Produce again, without any change, the lines running from the one with "Task: place one keypoint on every instance of the bare" through the final line of the data below, and only those.

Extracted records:
※
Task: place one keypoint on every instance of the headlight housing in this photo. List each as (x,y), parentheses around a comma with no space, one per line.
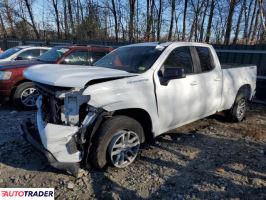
(5,75)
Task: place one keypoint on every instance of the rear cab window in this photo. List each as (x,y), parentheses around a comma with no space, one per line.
(29,54)
(96,55)
(180,58)
(205,59)
(79,57)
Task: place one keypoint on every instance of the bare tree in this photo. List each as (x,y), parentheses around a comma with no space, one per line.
(132,7)
(171,20)
(252,20)
(3,26)
(55,6)
(203,20)
(29,8)
(69,5)
(115,19)
(229,21)
(159,19)
(184,19)
(208,31)
(9,16)
(239,21)
(66,19)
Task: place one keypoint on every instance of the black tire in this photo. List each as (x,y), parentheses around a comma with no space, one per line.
(99,151)
(233,114)
(17,96)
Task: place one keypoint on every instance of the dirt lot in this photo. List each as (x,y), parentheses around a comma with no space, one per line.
(209,159)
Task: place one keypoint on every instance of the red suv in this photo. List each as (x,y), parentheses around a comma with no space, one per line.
(14,86)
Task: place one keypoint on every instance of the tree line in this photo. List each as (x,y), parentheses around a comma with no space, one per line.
(215,21)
※
Finished exercise >>
Task: place one keypoint on every instance of the bare tree in this photo. List each as (x,y), parentheses around a comma with no space, one per line.
(132,7)
(171,20)
(252,20)
(3,26)
(55,6)
(203,20)
(29,8)
(69,5)
(115,19)
(229,21)
(159,19)
(184,19)
(208,31)
(9,16)
(239,21)
(66,19)
Task: place one keypoint on every instance of the black tire in this photo. List each as (x,y), parentheses around a comma with no space, one per line.
(99,151)
(233,114)
(17,96)
Task: place one keypoint on every instance of the dirt lot in this photo. List each as (x,y), parentheses around a comma with no space, one per line.
(209,159)
Task: place one keypoint on every instance of the red suv in this photo. List each as (x,y), parentheses around a comma with no space, one per line.
(14,86)
Task: place one keypoint on every instance of the tree line in this photo. List each as (x,y), parentheses around a comma with no space, one per line.
(215,21)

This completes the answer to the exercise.